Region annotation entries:
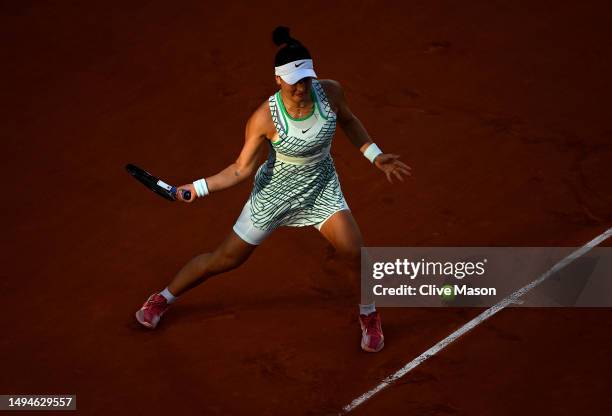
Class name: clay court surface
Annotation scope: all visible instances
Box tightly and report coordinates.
[0,0,612,415]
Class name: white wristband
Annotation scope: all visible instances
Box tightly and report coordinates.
[363,143,382,163]
[193,179,208,198]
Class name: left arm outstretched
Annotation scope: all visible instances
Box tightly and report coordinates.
[321,80,411,183]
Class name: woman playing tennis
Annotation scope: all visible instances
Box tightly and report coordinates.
[136,27,410,352]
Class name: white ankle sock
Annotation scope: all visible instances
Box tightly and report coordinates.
[160,288,177,303]
[359,303,376,315]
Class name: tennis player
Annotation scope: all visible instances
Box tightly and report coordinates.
[136,27,410,352]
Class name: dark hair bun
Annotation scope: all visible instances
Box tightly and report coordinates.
[272,26,297,46]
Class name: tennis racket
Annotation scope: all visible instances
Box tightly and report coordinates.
[125,163,191,201]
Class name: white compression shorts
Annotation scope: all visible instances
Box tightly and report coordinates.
[233,199,350,246]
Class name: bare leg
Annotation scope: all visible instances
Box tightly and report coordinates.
[168,231,257,296]
[321,210,363,298]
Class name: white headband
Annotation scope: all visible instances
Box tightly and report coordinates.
[274,59,317,84]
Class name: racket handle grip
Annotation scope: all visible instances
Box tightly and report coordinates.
[170,186,191,201]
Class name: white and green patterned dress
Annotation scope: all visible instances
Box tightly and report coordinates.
[234,79,348,245]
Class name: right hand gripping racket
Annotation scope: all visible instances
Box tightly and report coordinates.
[125,163,191,201]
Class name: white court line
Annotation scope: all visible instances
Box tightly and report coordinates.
[340,228,612,415]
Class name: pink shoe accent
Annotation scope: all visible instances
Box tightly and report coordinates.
[136,293,170,329]
[359,311,385,352]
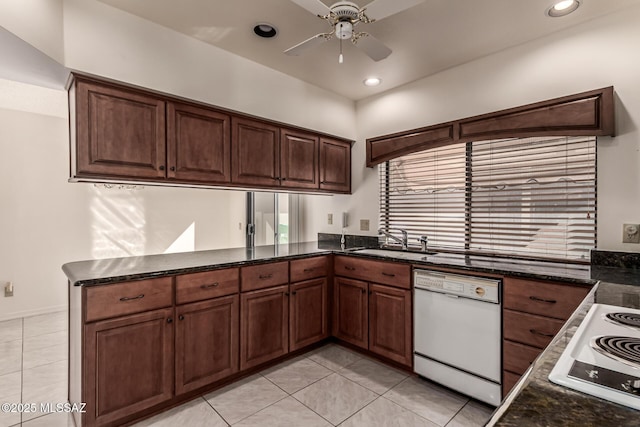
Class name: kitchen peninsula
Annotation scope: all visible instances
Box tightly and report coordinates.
[63,242,640,425]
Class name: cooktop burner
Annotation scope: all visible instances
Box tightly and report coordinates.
[605,312,640,328]
[591,335,640,368]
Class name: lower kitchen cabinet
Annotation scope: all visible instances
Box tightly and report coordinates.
[83,308,174,425]
[289,277,329,351]
[175,295,240,394]
[502,277,590,397]
[240,285,289,370]
[333,277,369,349]
[369,284,413,366]
[333,277,413,366]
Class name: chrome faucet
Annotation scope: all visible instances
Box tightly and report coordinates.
[378,228,409,251]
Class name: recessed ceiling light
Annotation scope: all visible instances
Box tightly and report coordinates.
[253,22,278,39]
[362,77,382,86]
[547,0,581,18]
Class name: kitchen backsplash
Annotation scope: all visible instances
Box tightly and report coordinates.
[591,249,640,268]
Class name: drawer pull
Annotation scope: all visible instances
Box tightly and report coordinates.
[120,294,144,302]
[529,329,553,338]
[529,295,558,304]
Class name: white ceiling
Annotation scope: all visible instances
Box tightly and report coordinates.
[100,0,640,100]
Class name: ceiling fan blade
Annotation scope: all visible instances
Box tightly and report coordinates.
[284,33,333,56]
[355,33,392,62]
[360,0,424,21]
[291,0,329,16]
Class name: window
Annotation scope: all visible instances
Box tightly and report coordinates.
[380,137,596,260]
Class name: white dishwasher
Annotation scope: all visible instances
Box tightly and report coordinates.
[413,269,502,406]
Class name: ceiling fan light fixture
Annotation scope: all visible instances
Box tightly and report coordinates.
[253,22,278,39]
[547,0,581,18]
[362,77,382,87]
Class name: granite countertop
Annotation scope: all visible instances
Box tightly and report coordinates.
[487,280,640,427]
[62,242,596,286]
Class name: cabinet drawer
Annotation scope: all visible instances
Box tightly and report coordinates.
[335,256,411,289]
[85,277,173,322]
[502,340,541,375]
[240,261,289,292]
[176,268,240,304]
[502,310,564,349]
[290,256,327,282]
[503,277,589,320]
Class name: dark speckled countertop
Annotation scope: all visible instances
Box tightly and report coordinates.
[487,276,640,427]
[62,242,640,427]
[62,242,596,286]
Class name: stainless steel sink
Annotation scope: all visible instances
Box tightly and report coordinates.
[354,249,438,261]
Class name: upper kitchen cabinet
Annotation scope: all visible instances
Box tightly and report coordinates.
[280,129,319,189]
[231,117,280,186]
[69,74,351,193]
[167,102,231,184]
[70,77,166,179]
[320,138,351,193]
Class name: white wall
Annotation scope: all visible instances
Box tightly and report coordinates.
[308,3,640,252]
[0,0,355,320]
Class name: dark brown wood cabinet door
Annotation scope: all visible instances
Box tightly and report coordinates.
[333,277,369,349]
[83,308,174,425]
[167,102,231,184]
[289,277,329,351]
[369,284,413,366]
[72,81,166,179]
[280,129,319,189]
[231,117,280,187]
[240,285,289,370]
[176,295,240,395]
[320,138,351,193]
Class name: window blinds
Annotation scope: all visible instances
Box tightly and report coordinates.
[380,137,596,260]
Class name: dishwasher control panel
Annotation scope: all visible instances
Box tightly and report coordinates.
[413,270,501,304]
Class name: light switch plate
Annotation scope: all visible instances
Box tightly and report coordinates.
[622,224,640,243]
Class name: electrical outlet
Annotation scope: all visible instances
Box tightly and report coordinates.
[622,224,640,243]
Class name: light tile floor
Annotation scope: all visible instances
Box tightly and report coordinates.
[0,312,493,427]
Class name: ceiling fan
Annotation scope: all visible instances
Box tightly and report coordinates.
[284,0,425,63]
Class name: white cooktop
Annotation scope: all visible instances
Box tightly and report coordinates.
[549,304,640,409]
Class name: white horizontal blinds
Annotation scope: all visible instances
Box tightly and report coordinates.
[380,137,596,260]
[380,144,465,249]
[469,137,596,260]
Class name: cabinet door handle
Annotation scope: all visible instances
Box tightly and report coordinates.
[529,329,553,338]
[529,295,558,304]
[120,294,144,301]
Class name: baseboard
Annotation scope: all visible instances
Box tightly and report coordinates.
[0,304,69,322]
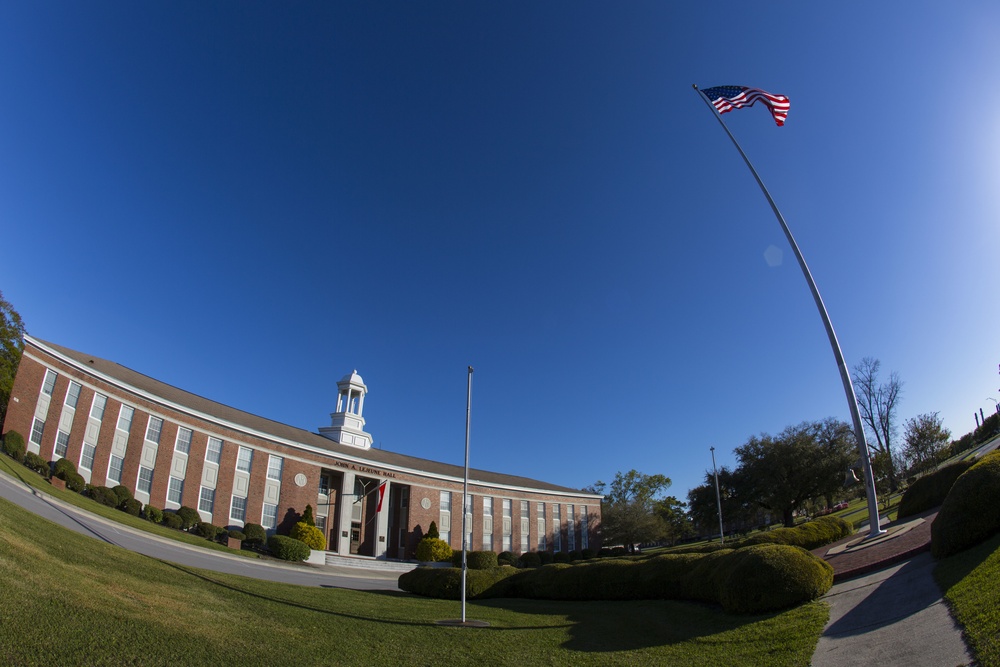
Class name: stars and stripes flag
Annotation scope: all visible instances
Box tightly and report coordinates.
[701,86,788,127]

--- OBJECTIVE ---
Copy the rows from the line with "Class name: white headband" to the line with "[333,277,413,366]", substituting "list coordinates" for "report coordinates" and keeping everything else unchanged. Leave the pictures out of the answer.

--- TASK RESPONSE ---
Class name: white headband
Annotation scope: all visible instances
Box tightly and list coordinates.
[274,59,317,84]
Class name: racket handle grip
Annotation scope: all visible instances
Box tightly and list coordinates.
[170,186,191,201]
Class name: white and green patterned dress
Annotation scope: all visible instances
Box tightly and list coordinates.
[234,79,348,245]
Class name: right hand gripping racket
Annotation scope: all visible instances
Box tightly and list coordinates.
[125,163,191,201]
Class name: white court line
Annotation scope: all visible instances
Box tightly and list coordinates.
[340,228,612,415]
Class name: pink shoe accent
Annotation scope: all visible instances
Box tightly and list coordinates.
[136,293,170,329]
[359,311,385,352]
Class name: kitchen peninsula
Annotation scope: all visible instances
Box tightly and list coordinates.
[63,242,640,425]
Class name: cooktop burner
Annotation scope: all visible instances
Box tightly and list coordinates.
[605,312,640,328]
[591,335,640,368]
Class name: lower kitchen cabinet
Annotation scope: all visible instances
Box tightly and list coordinates.
[83,308,174,425]
[289,277,329,351]
[175,295,240,394]
[502,277,590,397]
[240,285,289,370]
[333,277,369,349]
[369,284,413,366]
[333,277,413,366]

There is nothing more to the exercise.